Cain: So very important to emphasize. It's interesting you mentioned that producing robots themselves has a carbon footprint and a lot of folks that are interested in this may be wondering, well, that's kind of goes against the whole point here. So, are there efforts underway in the climate robotics field to try to, address that by creating robots that may be more eco-friendly?

Calli: Absolutely. So, using materials that are more sustainable and even biodegradable, is a ongoing research effort in climate robotics. So with these new kind of materials, for example we would be less worried about creating electronic waste as well as making another piece of trash in the ocean while we are actually trying to collect some data for the climate scientists. So for example, some of these robotics solutions use less actuators. They use less sensors or in their body, they use soft materials. These become basically means that we have less electronic waste. Or if we are using biodegradable material in robot's body, for example we would be much less, worried if this robot gets lost in the ocean while it is getting used. And this is also important about the cost of these robots, right? If we are talking about scaling up our efforts using robotics, it means that they need to be affordable. And using these kind of perhaps cheaper materials, like utilizing soft robotics technology, for example would allow us to scale our efforts in a much more sustainable way.

Cain: That's really interesting. There's a lot of different advantages to taking that approach. And I think it's another example of just challenging the notion of what a robot is or should look like. I'm glad that you shared that that there's a different way of looking at things here. 

Calli: Absolutely. And oftentimes climate roboticists need to be very innovative, uh, because the concerns of today's robotics is not the same as concerns of, let's say a couple decades ago. And the research field is definitely responding to that and we have very exciting, research projects just focusing on how to make robotics technology more sustainable.

· · · · ·

Required work
1) In the interview, which kinds of materials does Calli name as an ongoing research effort in climate robotics?
2) According to the interview, why do robots used for climate work need to be affordable?
3) Retype part of the interview, beginning at the words that include "Cain: That's really" and stopping after "technology more sustainable.".

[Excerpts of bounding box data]
· · · · ·

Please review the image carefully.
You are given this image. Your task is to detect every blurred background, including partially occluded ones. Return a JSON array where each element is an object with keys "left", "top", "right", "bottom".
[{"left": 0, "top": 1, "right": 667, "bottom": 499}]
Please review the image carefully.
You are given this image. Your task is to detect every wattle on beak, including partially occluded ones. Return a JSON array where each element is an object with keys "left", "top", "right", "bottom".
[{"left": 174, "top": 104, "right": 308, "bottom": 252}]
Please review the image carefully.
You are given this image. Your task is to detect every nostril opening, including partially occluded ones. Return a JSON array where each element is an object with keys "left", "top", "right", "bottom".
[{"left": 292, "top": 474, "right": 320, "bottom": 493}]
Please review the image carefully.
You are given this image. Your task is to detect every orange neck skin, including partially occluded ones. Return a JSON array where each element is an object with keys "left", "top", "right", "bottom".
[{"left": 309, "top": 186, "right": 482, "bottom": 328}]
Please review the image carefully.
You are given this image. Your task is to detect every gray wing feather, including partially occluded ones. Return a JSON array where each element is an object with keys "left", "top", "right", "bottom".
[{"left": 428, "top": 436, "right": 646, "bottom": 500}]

· · · · ·

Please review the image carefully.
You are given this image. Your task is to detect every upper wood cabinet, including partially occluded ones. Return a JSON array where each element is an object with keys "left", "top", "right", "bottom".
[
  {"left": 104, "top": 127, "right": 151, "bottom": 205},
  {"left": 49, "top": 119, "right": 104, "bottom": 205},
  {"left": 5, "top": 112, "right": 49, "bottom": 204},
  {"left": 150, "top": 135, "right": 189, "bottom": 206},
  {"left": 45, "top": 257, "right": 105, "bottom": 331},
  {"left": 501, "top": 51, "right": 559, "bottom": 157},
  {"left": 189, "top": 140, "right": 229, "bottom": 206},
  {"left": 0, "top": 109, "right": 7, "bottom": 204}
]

· · · · ·

Task responses
1) Materials that are more sustainable and even biodegradable.

2) Scaling up robotics efforts means the robots need to be affordable. Cheaper materials, such as those used in soft robotics technology, would let those efforts scale in a much more sustainable way.

3)
Cain: That's really interesting. There's a lot of different advantages to taking that approach. And I think it's another example of just challenging the notion of what a robot is or should look like. I'm glad that you shared that that there's a different way of looking at things here. 

Calli: Absolutely. And oftentimes climate roboticists need to be very innovative, uh, because the concerns of today's robotics is not the same as concerns of, let's say a couple decades ago. And the research field is definitely responding to that and we have very exciting, research projects just focusing on how to make robotics technology more sustainable.